■ **BRIEF**: For each statement, say yes or no depending on whether the FDIC appeal decision below agrees with it, and quote the decision's deciding words. (a) The Committee agreed to let the Bank make an oral presentation. (b) The State agreed with the ratings in the Report of Examination. (c) The Committee described the Bank's financial indicators as generally unsatisfactory.

■ **SELECTED TEXT**:
Appeals of Material Supervisory
Determinations: Guidelines & Decisions
SARC-99-01 (February 4, 1999)
Your appeal of material supervisory determinations was
denied by the Supervision Appeals Review Committee (Committee) of the
Federal Deposit Insurance Corporation (FDIC) on January 28, 1999.
The State of California Department of Financial
Institutions (the State) Commissioner Walter J. Mix III was provided a
copy of your letter of appeal; Deputy Commissioner James E. Brodie has
responded that the State concurs with the ratings and overall findings of
the Report of Examination.
Before deciding your appeal, the Committee considered your
request to appear in person before the Committee for purposes of presenting
witnesses and evidence in support of your appeal. Based upon the
comprehensive nature of your October 18, 1998, appeal letter and December
14, 1998 supplement, the Committee concluded that the record relating to
your appeal was sufficiently complete and that an oral presentation would
not be productive.
The Committee has given careful consideration to the
issues raised in your letters related to the Management and Composite
ratings assigned at the March 9, 1998, joint Safety and Soundness
examination. After careful review, the Committee has concluded that the
Management rating of 4 and Composite rating of 3 are appropriate as
reflected in the report. Although the Committee recognizes the generally
satisfactory financial indicators at [Bank] (Bank), serious deficiencies
remain in management and board oversight that warrant the Management and
Composite ratings assigned. These deficiencies are described below.
The Committees conclusions on the general Report of
Examination findings appealed by the Bank are presented below along with an
explanation of the reason for the decision.
1. Board Supervision The Committee concluded that the corporate
governance exceptions listed are not merely technical in nature. Some of the
criticisms constitute a serious risk to the Bank. For example, allowing
Chairman *** to exercise the ESOPs proxy without appropriate authority
exposes the Bank to litigation risk. Furthermore, taken together, the
criticisms reflect a general failure by the board to appropriately involve
itself in the Banks affairs, to properly implement and execute its own
policies, and to supervise operating management. Concerns regarding lax
board oversight have been expressed at previous examinations. Corporate
governance criticisms were not uncovered due to an abnormally thorough
examination. FDIC and the State followed appropriate and established risk
2. Senior Management Deficiencies
The Committee notes your efforts in attempting to hire and retain senior
managers. However, management is responsible for assuring that overall
personnel policies and organizational structure are adequate. The Committee
concluded that deficiencies in these areas need managements attention. A
sound organizational structure is the foundation of a satisfactory internal
control system. In an environment with rapid turnover and ill-defined
responsibilities, it is difficult to ensure employees are properly trained,
which increases the chances for errors, limits personnel rotations, and
tends to concentrate knowledge in just a few employees.
3. Insider Transactions/Potential
Conflicts of Interest and Possible Breaches of Fiduciary Duty.

■ **EXCERPTED DATA**:
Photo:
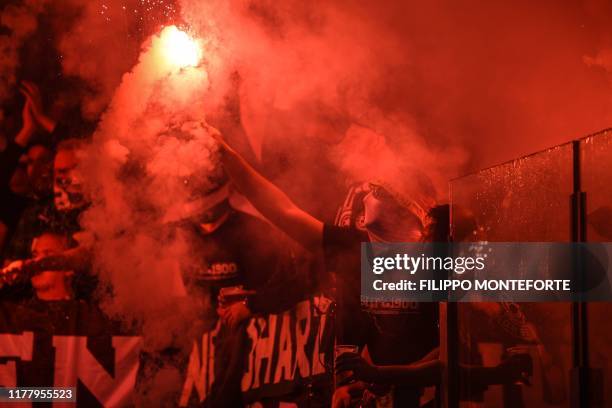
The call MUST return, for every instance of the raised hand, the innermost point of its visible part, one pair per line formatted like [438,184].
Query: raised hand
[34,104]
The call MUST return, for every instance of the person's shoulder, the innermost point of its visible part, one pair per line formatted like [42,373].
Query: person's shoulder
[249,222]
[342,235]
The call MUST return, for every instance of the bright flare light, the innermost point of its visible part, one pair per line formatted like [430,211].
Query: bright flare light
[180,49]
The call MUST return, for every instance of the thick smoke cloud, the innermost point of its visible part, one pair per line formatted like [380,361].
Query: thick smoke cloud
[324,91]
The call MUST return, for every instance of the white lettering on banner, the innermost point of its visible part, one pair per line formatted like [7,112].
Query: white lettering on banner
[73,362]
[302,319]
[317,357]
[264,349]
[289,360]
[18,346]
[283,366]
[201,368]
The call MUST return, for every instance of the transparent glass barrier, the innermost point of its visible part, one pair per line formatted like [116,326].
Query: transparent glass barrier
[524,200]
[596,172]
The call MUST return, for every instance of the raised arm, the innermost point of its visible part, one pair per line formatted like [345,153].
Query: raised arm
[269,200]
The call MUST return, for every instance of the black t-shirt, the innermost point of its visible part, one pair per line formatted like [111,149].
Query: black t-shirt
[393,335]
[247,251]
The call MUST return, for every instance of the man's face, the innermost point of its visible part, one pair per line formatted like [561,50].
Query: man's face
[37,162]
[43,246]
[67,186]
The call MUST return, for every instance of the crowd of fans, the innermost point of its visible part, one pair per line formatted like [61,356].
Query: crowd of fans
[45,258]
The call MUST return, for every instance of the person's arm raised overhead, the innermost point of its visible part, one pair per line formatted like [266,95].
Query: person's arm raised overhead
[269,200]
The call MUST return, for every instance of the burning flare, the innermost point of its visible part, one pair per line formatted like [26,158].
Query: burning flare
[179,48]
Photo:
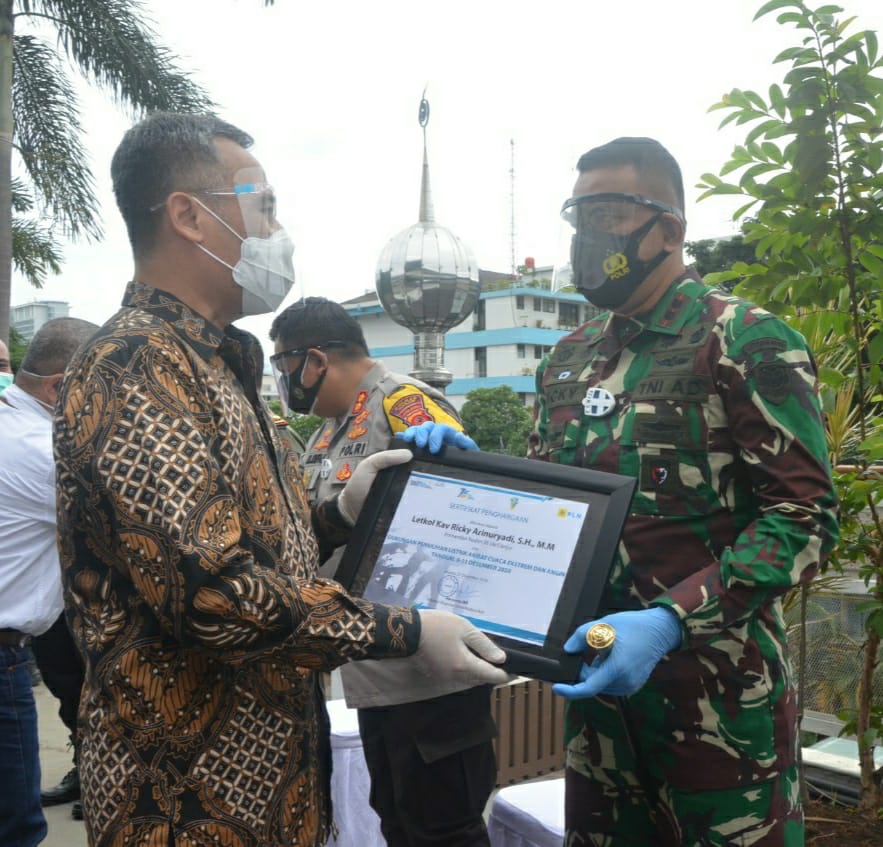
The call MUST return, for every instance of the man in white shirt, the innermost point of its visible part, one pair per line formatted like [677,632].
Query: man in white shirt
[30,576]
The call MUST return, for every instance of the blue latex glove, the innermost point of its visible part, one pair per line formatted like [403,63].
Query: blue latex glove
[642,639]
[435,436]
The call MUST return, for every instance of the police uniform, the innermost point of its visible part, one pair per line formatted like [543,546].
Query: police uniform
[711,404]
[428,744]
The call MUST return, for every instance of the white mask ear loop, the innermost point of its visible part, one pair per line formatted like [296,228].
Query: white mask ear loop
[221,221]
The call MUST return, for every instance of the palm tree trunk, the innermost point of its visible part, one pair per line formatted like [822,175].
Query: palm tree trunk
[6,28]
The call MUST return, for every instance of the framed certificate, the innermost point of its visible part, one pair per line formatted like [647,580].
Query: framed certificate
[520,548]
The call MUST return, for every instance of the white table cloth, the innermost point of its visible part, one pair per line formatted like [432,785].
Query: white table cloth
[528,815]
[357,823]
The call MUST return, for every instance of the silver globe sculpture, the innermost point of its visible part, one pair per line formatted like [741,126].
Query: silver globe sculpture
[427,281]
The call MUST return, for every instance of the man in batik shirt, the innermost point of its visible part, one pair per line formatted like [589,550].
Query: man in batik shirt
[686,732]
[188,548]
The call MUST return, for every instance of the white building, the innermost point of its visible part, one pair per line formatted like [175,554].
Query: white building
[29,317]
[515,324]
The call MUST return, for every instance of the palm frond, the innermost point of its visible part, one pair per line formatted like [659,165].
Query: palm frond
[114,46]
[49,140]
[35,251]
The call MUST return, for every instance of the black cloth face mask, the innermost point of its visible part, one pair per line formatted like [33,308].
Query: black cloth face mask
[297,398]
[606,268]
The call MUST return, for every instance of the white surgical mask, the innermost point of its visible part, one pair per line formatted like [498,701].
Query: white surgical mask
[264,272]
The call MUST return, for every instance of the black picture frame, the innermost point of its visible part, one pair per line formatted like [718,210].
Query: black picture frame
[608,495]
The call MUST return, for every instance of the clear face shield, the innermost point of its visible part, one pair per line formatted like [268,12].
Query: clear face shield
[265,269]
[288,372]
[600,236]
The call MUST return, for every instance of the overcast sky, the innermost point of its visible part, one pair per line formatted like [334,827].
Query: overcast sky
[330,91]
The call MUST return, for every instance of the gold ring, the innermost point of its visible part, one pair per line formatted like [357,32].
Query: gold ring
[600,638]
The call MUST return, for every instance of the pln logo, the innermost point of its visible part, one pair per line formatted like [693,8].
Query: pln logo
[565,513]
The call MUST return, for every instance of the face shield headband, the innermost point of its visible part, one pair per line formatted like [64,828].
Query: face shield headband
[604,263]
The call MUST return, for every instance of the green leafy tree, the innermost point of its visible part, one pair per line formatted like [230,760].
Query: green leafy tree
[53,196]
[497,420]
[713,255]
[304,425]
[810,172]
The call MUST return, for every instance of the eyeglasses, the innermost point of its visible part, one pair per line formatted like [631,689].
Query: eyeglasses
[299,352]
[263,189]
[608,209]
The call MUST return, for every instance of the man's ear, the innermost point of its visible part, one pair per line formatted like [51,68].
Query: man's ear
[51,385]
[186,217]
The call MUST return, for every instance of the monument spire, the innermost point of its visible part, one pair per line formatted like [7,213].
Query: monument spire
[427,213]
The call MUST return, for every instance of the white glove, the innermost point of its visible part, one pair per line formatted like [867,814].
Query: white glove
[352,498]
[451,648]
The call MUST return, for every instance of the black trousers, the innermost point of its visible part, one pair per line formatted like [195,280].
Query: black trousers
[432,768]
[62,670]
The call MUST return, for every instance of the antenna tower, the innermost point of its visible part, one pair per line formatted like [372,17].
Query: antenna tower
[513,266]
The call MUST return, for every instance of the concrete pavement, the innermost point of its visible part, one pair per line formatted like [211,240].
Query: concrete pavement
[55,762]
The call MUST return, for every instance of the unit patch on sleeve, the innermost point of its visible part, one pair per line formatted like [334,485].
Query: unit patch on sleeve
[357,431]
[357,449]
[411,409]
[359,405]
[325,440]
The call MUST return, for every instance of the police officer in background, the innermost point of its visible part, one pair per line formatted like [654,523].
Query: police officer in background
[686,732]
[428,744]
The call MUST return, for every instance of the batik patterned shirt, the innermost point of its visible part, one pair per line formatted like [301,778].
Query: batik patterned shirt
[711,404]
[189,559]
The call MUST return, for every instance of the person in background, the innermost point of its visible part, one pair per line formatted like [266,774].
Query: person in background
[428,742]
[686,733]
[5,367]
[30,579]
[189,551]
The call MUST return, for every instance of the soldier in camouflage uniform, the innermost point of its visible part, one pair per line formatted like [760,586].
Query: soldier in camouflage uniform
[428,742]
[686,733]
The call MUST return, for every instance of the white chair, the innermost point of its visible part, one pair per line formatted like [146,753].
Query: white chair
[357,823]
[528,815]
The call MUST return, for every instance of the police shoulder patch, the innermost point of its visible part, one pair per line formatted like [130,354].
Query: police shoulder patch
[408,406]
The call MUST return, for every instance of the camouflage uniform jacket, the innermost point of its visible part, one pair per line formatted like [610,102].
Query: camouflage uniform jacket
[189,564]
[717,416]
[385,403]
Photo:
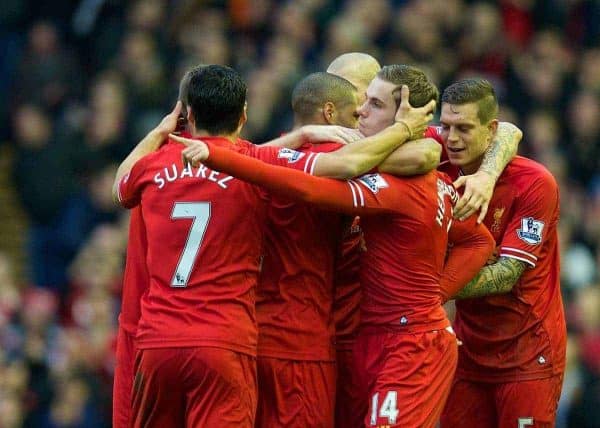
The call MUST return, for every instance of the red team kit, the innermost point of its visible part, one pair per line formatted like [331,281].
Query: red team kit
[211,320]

■ **FINISHED EXERCISE**:
(a) No: "the Committee concluded that the record relating to your appeal was sufficiently complete and that an oral presentation would not be productive"
(b) Yes: "the State concurs with the ratings and overall findings of the Report of Examination"
(c) No: "the Committee recognizes the generally satisfactory financial indicators at [Bank] (Bank)"